• Exercise:
Answer these questions about the article below on fathers and perceptions of God.
1. How old is Leah Misch?
2. Which church does Misch attend?
3. At which university is David Dollahite a professor?

Father figure: Perceptions of God may stem from father-child relationships
Leah Misch has always considered her dad as the one in charge, the leader and provider of her family while she was growing up.
She is also close to another family that helped her find religion at a time of crisis in her life, including another father that has shown her kindness and love.
"My earthly fathers are there when I have needed them," the 26-year-old nurse and wellness coach said. "Even if I am not there with them, I know they are thinking about me and care about me, wherever I am."
Misch, who attends the Evangelical Free Church in La Crescent, Minn., gives a similar description of a masculine leader and provider who is kind, loving and always present when she describes the Christian God she prays to.
"You may not see it, but you know he is there," she said.
Sociologists say it's common for people to perceive that God is like the fatherly figures in their lives. If dad is caring, patient and concerned then children will believe God has those same characteristics. And the opposite holds true when a father is harsh, judgmental or absent.
"A father has a powerful influence in deep and subtle ways," said David Dollahite, a professor of Family Life at Brigham Young University. "Even though children know intellectually that God is fair, loving and kind and patient, it’s hard for them to relate to God at a gut level in a deep way if their own father is not that way."

• Dataset:
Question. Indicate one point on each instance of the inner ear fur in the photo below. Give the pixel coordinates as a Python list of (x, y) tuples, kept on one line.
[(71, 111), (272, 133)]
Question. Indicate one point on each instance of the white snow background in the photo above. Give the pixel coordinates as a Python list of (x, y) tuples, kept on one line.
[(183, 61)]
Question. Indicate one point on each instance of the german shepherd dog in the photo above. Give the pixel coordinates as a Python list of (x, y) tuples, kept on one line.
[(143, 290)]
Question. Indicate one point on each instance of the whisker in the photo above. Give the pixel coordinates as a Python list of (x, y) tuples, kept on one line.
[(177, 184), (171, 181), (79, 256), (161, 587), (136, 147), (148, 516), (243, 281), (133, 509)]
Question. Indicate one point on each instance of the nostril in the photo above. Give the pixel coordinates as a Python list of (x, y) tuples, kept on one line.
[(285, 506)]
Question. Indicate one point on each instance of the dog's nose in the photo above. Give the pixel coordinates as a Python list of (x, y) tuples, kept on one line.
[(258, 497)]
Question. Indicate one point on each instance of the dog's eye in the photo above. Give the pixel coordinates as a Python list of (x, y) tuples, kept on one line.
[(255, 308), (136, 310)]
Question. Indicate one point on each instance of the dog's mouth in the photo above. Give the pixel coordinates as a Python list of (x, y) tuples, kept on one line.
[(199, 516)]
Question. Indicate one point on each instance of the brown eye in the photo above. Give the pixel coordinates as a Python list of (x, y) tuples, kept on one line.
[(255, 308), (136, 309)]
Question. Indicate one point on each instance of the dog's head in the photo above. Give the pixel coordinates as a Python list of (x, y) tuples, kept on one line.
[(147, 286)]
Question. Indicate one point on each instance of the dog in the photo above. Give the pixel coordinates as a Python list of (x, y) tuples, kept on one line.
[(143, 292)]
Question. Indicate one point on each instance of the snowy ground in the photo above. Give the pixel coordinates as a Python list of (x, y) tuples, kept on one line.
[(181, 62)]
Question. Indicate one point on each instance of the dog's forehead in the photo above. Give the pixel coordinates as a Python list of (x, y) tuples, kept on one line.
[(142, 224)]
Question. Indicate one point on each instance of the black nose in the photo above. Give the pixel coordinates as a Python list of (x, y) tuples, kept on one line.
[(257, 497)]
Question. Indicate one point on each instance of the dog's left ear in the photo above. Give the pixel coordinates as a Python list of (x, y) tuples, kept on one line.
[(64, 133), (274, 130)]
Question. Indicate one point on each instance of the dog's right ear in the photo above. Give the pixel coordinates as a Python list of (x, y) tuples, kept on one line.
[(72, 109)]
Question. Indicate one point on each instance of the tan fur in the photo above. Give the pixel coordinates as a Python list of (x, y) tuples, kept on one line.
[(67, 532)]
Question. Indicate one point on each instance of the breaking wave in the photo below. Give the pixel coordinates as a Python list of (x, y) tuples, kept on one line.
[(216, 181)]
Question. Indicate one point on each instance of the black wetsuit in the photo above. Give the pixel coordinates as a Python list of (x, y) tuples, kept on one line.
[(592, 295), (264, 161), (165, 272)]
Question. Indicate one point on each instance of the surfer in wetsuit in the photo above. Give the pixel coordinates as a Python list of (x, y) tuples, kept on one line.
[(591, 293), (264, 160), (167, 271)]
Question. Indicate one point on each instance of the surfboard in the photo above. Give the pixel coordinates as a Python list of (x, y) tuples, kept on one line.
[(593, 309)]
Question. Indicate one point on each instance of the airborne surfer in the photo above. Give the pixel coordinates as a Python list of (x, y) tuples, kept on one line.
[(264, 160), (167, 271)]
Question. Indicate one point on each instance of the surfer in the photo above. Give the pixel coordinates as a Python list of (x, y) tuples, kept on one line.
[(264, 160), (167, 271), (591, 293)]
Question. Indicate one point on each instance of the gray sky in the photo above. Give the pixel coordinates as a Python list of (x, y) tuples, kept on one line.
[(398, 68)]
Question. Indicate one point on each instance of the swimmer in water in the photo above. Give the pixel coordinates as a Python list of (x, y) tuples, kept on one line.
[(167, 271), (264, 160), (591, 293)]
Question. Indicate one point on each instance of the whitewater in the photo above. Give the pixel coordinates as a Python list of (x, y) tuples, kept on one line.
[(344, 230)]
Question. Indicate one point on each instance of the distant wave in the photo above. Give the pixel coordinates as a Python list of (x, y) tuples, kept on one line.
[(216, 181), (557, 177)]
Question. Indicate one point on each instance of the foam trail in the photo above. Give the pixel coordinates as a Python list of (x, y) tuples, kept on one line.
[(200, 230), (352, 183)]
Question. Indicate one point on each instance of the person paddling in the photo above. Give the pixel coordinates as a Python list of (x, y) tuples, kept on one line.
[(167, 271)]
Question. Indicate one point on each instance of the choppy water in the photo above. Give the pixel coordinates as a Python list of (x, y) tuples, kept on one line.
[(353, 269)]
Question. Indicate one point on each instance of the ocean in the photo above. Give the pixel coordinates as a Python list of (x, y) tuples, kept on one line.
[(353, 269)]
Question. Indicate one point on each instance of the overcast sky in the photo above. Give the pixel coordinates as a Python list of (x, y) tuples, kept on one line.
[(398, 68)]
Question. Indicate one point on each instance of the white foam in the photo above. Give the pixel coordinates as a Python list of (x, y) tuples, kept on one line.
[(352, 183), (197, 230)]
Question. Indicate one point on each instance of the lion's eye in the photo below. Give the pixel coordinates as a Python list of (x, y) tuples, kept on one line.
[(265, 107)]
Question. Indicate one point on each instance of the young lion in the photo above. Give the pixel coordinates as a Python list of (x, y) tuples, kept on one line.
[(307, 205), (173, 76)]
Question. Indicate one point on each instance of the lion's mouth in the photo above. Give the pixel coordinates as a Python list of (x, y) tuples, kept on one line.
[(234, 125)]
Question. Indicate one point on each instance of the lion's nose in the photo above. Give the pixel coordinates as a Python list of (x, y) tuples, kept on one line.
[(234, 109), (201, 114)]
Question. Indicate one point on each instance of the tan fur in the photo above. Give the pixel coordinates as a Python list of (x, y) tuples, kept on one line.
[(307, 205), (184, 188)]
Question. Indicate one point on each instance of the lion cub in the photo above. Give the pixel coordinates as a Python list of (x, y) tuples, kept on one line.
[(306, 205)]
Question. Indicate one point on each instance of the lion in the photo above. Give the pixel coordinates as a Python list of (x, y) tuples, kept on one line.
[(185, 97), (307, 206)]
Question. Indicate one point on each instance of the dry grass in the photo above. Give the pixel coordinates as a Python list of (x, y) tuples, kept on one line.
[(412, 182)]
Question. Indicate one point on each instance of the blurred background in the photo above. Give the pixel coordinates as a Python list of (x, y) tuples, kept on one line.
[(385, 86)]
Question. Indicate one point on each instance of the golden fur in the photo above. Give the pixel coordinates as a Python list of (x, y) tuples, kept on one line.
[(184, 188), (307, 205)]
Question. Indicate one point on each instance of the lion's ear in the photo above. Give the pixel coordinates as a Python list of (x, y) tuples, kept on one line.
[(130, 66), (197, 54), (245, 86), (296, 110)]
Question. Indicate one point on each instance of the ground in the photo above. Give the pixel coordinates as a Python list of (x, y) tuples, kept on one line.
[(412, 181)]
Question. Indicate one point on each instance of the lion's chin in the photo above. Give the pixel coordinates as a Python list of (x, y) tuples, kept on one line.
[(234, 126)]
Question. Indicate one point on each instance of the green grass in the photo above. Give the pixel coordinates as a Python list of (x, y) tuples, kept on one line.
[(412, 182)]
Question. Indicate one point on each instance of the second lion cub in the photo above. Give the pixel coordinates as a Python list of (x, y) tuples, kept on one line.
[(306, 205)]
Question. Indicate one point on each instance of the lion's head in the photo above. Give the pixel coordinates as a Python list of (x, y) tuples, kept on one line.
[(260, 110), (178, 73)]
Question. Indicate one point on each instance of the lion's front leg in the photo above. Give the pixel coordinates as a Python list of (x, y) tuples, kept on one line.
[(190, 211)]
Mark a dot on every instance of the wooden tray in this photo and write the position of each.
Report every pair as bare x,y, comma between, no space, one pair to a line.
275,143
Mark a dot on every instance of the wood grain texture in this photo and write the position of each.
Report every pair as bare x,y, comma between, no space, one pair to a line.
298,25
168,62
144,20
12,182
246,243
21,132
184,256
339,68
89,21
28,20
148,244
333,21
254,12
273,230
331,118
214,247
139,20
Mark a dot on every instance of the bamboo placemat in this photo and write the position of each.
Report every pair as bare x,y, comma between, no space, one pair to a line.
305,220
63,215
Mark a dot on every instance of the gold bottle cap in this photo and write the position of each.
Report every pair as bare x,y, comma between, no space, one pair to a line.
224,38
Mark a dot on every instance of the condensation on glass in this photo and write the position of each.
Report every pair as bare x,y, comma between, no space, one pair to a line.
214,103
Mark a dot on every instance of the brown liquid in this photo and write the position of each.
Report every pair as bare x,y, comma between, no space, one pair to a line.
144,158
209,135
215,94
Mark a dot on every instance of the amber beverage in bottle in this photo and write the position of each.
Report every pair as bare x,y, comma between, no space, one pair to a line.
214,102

• Result of this exercise:
1. 26
2. The Evangelical Free Church in La Crescent, Minn.
3. Brigham Young University